··· Study text

DIGEST: Where protester's proposal under broad agency announcement failed to include sufficient technical information to show viability of proposed research, agency reasonably determined that technical success was improbable and decision to reject proposal for funding was proper.

Attorneys

Herndon Science and Software, Inc.:

Herndon Science and Software, Inc. protests the rejection of its proposal under solicitation No. NRA-91-OSSA-1, issued by the National Aeronautics and Space Administration (NASA) for planetary geoscience research proposals. Herndon principally argues that its proposal was improperly evaluated.

We deny the protest.

The solicitation, a NASA research announcement (NRA), is a form of a broad agency announcement (BAA) that NASA uses annually to solicit basic research on a competitive basis in furtherance of NASA's Planetary Geology and Geophysics Program (PG&GP). /1/ The NRA listed a number of research areas for which proposals could be submitted. Offerors were advised that their submission would be judged according to the following factors of approximately equal weight: intrinsic merit, relevance to NASA's objectives, and cost. Under intrinsic merit, the subfactors to be evaluated included "overall scientific or technical merit of the proposal or unique and innovative methods, approaches, or concepts demonstrated by the proposal." Cost was to be evaluated for realism and reasonableness.

······
··· Source information

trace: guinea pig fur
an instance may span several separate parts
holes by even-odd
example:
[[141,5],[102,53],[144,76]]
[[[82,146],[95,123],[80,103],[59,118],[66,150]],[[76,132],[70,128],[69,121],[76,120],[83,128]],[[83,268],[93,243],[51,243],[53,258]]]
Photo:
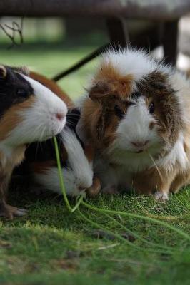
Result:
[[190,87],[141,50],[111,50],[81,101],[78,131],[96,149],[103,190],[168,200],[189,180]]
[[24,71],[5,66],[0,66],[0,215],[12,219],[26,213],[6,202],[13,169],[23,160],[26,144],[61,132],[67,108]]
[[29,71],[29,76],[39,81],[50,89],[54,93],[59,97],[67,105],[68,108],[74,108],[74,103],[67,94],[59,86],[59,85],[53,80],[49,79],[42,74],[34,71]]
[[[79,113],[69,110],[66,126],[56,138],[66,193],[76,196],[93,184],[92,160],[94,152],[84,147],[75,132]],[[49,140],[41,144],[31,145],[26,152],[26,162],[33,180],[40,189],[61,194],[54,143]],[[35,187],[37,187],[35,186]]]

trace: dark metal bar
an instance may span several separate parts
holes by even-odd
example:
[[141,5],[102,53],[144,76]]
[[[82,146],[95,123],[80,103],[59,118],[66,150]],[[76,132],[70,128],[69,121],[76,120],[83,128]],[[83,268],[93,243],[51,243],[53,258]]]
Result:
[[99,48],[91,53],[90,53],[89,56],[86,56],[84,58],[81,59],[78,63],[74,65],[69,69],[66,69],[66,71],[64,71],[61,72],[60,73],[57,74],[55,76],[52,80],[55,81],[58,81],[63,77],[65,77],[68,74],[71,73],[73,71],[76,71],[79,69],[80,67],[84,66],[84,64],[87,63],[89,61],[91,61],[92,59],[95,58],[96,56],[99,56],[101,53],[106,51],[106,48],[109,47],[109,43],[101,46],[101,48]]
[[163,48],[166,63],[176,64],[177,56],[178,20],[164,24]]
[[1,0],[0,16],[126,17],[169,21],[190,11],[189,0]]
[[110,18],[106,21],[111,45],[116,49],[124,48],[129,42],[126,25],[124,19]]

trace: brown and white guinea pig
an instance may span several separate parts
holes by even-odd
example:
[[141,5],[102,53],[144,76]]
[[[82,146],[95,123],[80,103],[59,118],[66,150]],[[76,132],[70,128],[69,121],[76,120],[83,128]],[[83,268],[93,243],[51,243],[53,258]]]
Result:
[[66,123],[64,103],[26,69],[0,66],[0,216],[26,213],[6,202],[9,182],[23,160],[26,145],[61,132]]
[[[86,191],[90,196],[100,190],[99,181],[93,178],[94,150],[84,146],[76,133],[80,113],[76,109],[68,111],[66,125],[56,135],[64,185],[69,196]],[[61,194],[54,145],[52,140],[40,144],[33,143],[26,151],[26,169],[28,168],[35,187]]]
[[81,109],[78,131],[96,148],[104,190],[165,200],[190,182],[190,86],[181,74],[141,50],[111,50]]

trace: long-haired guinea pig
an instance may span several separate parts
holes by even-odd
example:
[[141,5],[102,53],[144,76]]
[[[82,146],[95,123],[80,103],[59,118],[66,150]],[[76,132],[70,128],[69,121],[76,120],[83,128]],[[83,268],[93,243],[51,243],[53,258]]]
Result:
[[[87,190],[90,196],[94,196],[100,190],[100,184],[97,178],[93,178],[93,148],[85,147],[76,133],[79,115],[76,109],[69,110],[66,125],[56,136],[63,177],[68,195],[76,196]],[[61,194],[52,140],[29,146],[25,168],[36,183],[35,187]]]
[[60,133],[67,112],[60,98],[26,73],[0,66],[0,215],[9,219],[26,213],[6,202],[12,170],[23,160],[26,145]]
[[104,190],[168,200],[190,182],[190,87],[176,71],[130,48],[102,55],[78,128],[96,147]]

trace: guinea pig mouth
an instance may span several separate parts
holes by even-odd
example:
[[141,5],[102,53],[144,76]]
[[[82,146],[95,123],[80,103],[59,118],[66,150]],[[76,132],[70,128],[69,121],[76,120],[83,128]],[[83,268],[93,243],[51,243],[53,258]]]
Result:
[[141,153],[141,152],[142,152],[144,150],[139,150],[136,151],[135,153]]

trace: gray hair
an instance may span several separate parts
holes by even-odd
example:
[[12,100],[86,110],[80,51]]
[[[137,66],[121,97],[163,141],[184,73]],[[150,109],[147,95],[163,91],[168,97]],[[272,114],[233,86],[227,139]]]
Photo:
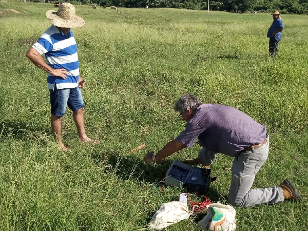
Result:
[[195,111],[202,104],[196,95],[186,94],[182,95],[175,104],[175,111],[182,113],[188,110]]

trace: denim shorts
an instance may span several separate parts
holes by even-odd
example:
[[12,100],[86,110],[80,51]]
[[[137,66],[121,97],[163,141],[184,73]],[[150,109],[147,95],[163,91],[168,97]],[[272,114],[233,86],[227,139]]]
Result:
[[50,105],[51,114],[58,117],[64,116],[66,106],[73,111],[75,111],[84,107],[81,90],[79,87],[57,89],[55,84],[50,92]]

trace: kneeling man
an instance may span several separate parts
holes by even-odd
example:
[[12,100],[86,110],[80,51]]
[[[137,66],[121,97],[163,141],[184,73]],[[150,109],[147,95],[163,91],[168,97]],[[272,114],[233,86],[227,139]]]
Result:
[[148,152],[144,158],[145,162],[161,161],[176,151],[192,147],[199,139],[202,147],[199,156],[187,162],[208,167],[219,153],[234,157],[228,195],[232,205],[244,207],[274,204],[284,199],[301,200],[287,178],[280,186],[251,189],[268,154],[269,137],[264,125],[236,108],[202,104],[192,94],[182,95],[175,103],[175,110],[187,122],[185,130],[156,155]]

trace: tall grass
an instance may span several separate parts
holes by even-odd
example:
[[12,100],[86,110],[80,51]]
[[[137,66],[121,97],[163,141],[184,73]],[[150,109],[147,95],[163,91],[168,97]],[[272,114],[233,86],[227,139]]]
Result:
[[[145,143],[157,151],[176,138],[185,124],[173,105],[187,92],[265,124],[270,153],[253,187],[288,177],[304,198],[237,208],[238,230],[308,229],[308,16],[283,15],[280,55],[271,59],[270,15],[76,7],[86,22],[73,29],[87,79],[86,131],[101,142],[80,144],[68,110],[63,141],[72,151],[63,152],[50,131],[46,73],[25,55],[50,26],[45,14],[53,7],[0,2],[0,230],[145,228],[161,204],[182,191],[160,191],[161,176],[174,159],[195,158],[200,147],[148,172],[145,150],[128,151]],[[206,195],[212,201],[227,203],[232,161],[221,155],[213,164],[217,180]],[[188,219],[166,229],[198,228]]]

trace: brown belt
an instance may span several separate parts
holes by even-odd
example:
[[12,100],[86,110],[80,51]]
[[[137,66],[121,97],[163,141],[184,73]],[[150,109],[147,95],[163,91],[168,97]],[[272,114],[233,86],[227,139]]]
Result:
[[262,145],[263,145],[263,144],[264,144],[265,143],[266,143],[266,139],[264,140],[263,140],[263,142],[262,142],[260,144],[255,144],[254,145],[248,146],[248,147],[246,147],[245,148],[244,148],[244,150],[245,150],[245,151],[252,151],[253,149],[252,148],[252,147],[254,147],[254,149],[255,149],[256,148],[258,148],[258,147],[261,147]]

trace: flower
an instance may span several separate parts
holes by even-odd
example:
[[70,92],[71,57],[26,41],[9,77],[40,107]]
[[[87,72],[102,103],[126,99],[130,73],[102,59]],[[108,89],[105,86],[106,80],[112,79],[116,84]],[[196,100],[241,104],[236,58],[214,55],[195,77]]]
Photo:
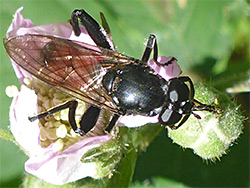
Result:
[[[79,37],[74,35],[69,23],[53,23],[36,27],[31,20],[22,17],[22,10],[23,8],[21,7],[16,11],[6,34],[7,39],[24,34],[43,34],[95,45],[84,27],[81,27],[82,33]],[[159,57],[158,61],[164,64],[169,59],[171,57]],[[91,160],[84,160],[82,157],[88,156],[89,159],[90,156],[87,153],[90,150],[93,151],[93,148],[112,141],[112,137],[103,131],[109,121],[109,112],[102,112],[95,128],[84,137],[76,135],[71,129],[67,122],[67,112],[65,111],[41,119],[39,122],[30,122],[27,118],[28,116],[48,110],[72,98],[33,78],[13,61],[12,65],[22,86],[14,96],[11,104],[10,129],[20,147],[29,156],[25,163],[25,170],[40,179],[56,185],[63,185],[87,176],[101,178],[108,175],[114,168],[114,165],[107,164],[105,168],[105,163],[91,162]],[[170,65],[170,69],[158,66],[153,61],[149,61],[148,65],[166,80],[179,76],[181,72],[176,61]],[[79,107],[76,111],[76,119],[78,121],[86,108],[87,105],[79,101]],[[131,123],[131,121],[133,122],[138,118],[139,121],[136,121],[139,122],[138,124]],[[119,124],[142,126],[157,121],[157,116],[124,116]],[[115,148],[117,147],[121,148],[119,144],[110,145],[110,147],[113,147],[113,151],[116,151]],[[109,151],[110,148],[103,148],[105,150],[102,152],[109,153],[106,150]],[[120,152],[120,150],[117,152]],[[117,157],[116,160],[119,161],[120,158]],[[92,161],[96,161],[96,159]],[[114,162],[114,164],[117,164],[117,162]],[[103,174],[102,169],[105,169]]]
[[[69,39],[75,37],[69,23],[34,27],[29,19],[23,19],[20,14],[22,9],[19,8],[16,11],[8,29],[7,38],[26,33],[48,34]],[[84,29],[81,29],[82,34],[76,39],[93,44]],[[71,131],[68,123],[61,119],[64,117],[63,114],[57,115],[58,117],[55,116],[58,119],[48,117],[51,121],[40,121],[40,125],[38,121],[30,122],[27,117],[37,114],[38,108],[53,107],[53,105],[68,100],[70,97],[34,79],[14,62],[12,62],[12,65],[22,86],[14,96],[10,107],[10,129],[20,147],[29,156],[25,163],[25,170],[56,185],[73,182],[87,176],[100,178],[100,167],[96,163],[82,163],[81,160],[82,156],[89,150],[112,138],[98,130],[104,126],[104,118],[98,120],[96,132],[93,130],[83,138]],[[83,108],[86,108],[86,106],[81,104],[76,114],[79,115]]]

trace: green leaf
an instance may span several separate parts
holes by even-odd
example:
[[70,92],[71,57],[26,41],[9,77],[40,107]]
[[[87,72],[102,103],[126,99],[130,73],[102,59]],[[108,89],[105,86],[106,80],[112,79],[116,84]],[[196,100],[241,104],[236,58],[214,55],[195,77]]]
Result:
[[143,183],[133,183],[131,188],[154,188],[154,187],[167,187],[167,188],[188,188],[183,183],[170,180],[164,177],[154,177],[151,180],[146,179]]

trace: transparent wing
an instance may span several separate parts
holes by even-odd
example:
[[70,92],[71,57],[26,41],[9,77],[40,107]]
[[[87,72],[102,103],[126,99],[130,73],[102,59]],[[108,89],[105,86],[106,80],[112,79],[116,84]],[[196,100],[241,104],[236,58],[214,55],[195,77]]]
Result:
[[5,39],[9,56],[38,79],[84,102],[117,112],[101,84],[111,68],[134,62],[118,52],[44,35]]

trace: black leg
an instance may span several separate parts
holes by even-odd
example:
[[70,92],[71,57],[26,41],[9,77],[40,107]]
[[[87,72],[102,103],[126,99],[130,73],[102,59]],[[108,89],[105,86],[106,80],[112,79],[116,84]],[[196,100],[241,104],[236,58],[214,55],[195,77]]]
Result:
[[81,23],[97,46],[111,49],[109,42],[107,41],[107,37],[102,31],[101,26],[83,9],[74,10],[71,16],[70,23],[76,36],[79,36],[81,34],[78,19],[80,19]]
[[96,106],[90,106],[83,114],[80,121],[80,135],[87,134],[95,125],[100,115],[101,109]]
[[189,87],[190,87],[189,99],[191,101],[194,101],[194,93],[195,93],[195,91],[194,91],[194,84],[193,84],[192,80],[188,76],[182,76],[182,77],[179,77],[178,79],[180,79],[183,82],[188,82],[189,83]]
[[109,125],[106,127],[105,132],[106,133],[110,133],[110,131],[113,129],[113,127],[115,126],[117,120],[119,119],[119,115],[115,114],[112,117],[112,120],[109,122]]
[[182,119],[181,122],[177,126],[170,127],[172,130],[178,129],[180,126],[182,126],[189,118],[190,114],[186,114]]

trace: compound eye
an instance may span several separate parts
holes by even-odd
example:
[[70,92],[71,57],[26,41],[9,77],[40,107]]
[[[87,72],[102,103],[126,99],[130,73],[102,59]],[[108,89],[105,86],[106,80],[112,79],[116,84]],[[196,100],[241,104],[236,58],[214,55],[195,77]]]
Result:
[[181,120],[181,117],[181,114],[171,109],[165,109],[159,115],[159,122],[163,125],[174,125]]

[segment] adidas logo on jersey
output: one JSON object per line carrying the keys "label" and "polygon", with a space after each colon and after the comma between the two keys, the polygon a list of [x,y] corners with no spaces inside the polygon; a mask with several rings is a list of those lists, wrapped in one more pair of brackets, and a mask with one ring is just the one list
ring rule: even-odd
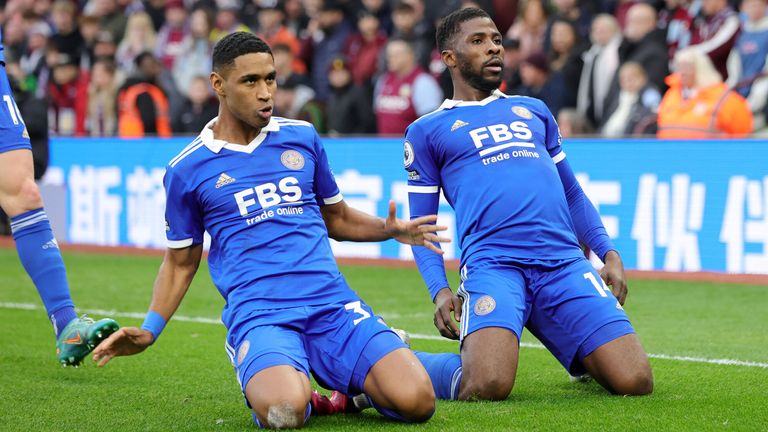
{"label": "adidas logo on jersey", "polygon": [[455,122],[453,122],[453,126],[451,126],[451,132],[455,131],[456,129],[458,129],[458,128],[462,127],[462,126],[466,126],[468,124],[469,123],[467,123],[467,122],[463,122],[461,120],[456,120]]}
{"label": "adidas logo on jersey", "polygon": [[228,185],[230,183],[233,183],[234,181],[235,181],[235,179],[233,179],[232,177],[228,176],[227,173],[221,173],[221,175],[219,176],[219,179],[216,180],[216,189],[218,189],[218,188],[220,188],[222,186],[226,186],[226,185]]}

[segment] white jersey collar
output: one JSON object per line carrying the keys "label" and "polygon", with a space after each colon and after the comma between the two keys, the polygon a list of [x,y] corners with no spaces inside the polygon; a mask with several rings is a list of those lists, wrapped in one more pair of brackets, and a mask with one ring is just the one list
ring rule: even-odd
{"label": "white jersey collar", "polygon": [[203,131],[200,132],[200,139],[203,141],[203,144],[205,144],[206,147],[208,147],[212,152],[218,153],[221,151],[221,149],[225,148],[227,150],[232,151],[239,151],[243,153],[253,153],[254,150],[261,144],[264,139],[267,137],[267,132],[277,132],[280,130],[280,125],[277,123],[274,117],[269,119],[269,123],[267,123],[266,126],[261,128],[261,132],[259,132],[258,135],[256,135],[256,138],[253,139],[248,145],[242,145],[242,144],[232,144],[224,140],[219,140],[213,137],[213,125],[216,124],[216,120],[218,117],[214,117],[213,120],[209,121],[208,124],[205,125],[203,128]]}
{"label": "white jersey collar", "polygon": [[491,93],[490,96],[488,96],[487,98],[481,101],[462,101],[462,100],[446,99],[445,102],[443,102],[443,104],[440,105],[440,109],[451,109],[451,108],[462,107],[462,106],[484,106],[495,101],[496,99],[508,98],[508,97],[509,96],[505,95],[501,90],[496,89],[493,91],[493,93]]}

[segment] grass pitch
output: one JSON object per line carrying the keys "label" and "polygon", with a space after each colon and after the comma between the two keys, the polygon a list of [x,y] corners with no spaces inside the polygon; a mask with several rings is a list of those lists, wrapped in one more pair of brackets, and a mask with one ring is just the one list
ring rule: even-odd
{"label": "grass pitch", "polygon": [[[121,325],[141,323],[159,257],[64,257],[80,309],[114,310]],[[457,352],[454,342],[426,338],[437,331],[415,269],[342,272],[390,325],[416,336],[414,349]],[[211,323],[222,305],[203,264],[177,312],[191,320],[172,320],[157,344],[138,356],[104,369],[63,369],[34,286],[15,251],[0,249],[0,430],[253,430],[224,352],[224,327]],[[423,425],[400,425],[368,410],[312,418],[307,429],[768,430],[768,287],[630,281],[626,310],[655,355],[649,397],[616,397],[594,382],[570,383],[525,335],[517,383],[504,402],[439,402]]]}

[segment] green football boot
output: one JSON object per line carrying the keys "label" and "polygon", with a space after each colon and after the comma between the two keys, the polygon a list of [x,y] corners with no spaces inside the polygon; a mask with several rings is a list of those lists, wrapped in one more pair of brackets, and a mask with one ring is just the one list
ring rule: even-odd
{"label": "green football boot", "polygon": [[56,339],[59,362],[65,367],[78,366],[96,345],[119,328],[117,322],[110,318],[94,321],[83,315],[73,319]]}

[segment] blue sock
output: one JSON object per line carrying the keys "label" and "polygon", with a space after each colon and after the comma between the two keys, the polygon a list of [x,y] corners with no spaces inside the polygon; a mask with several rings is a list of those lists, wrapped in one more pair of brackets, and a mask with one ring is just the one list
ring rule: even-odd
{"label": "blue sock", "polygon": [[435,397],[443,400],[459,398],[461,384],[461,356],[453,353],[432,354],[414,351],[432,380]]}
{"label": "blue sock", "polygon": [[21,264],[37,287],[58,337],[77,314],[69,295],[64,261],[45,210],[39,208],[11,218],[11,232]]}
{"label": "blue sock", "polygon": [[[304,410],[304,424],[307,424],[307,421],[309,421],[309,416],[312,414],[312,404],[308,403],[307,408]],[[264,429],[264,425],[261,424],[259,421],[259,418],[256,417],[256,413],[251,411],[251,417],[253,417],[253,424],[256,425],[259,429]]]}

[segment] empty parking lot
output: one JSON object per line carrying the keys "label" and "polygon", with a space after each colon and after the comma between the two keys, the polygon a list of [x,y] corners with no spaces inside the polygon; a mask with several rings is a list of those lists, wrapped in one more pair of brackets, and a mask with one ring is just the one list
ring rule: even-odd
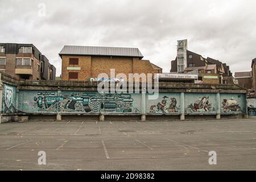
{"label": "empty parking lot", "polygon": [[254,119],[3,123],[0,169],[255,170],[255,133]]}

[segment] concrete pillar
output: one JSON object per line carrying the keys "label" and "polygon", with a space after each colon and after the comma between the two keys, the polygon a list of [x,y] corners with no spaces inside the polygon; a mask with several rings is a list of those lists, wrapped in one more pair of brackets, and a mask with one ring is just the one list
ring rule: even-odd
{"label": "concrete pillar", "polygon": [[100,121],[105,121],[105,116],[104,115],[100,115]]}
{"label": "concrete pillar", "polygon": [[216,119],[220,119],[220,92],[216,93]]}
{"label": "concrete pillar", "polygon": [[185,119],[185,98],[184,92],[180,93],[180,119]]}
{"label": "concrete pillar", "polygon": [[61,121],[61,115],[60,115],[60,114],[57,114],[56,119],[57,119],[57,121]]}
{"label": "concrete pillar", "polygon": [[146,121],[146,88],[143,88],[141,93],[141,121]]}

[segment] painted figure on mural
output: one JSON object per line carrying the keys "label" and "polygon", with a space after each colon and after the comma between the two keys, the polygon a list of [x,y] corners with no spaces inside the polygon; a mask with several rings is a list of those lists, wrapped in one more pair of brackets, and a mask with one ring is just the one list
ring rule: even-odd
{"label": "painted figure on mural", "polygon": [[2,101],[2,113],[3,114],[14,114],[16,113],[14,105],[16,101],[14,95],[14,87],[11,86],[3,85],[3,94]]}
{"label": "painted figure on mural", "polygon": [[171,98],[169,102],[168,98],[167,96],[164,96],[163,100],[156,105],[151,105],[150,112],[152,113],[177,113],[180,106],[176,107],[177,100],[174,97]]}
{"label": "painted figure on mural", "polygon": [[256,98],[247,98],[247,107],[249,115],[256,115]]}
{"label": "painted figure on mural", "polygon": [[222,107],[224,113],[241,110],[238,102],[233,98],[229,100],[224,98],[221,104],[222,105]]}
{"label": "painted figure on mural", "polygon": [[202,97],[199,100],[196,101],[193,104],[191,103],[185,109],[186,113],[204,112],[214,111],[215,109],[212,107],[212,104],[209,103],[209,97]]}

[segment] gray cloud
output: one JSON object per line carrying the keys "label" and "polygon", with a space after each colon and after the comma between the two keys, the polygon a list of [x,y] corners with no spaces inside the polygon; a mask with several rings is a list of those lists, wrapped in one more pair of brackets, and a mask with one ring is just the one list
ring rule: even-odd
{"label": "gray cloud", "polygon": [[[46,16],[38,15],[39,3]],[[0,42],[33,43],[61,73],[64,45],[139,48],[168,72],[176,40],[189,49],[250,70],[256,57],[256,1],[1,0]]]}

······

**Problem set**:
1. In the NASA protest decision, put the sentence "Herndon principally argues that its proposal was improperly evaluated." into Spanish.
2. According to the NASA protest decision, what factors were offerors told their submissions would be judged on?
3. Write the next part of the NASA protest decision, picking up after its last sentence.
The items come from a separate source and are unrelated to the text.

**Answers for the tasks**:
1. Herndon sostiene principalmente que su propuesta fue evaluada de manera indebida.

2. Intrinsic merit, relevance to NASA's objectives, and cost, of approximately equal weight.

3.
NASA received 212 proposals in response to the NRA. Herndon's proposal, entitled, "Nuclear Fission Reactors as Energy Sources for the Giant Planets," was for research to examine the hypothesis that planetary nuclear fission "breeder" reactors account for the internal energy production in the giant outer planets. NASA conducted an external peer review technical evaluation, led by the Lunar and Planetary Geosciences Review (LPGR) Panel of the Lunar and Planetary Institute, with which NASA contracts for logistical support, and an additional NASA internal evaluation by PG&GP staff. At the conclusion of the evaluation, each proposal was placed in one of six evaluation categories: I-- excellent scientific merit, essential to the NASA program; II-- very good scientific merit, great importance to the program; III-- good scientific merit, useful to the program; IV-- fair scientific merit, useful to the program; V-- poor, not recommended for funding; and VI-- inappropriate for the program.

Herndon's proposal received a unanimous category V, i.e., poor rating, and was among the 18 lowest-rated proposals (of the 212 proposals submitted). Herndon's proposal was determined to contain two major technical deficiencies, both informational in nature, that led to its low rating. First, the technical evaluators, including the LPGR Panel's geophysics group, considered the information provided in the proposal insufficient to determine whether basic scientific concerns relating to "energetics," i.e., the transformation of energy, would be addressed by the proposed research. In this regard, the evaluators considered Herndon's proposed hypothesis on the origin of the internal planetary energy not likely to be scientifically viable under possible alternative physical conditions. /2/

/1/ Under a BAA, offerors who submit proposals are not competing against each other, but rather are attempting to demonstrate that their proposed research meets the agency's requirements. The issuing agency is under no obligation to award any contract. The agency may decide to fund those efforts and award contracts to those offerors who submit ideas the agency finds suitable. See Federal Acquisition Regulation (FAR) Secs. 6.102(d)(2) and 35.016; see also Avogadro Energy Sys., B-244106, Sept. 9, 1991, 91-2 CPD Para. 229.

/2/ The evaluators considered the natural occurence or uranium to be too low to produce the excess radiation observed. Alternatively, the evaluators believed that, even if uranium and hydrogen existed in some concentrated form, reaction times would be too short lived to still provide excess giant planet heating today, millions of years after the "reactor" was assembled.